* **Extracted records**
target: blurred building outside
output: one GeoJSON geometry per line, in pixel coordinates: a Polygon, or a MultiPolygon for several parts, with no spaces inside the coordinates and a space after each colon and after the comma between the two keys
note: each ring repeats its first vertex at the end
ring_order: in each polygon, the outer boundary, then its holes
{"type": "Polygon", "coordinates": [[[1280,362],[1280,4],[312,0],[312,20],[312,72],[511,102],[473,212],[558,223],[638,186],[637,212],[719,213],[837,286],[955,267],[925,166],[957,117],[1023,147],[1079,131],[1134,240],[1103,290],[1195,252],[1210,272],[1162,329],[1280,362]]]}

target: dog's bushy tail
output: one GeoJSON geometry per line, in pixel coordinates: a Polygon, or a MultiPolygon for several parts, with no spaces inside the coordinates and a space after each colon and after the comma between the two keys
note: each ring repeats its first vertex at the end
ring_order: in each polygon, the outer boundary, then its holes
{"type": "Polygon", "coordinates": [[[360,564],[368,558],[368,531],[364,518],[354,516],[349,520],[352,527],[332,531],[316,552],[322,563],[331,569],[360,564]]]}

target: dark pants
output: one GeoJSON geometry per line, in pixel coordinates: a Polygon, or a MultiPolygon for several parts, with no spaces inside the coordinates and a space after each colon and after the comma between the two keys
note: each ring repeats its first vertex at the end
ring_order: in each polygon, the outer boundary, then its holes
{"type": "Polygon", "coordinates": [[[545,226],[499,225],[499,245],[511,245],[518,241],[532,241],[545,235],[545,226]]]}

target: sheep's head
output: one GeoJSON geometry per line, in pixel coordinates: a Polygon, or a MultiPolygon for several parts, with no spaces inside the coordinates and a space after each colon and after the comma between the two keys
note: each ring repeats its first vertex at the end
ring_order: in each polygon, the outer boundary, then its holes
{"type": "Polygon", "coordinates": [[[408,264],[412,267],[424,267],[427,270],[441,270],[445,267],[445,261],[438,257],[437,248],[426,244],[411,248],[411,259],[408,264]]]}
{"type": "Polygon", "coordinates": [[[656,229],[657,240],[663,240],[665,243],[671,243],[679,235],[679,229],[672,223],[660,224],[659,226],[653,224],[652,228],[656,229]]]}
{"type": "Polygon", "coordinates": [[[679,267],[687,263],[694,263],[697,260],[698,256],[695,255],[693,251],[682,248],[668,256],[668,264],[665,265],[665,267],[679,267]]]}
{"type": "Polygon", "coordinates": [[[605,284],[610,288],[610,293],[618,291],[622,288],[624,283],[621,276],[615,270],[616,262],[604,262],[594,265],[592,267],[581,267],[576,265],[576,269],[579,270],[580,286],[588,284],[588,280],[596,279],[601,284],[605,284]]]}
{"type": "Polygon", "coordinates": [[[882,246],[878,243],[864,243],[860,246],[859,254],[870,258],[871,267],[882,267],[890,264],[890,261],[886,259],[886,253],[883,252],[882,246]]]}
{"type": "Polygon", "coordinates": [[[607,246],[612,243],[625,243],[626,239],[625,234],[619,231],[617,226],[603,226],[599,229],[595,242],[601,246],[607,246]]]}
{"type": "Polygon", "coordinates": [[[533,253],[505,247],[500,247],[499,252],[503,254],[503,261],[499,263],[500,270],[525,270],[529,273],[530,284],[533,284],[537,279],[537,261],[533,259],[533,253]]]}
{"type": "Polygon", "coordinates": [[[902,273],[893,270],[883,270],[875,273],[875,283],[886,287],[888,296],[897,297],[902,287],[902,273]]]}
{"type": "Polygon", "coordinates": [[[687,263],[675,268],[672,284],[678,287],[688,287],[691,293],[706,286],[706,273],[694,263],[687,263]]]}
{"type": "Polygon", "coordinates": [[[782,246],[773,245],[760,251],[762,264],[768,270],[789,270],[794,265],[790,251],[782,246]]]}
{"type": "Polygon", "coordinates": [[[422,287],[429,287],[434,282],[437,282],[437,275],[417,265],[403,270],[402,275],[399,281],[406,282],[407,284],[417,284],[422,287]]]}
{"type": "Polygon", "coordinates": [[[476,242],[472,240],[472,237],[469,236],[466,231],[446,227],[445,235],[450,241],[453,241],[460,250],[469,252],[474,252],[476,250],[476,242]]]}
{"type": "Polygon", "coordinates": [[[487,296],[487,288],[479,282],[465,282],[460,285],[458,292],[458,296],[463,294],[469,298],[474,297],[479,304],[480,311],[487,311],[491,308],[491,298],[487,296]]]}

* **Problem details**
From the records, copy out each line that includes the string "target".

* **Problem solution**
target: blurred building outside
target: dog's bushy tail
target: dark pants
target: sheep's head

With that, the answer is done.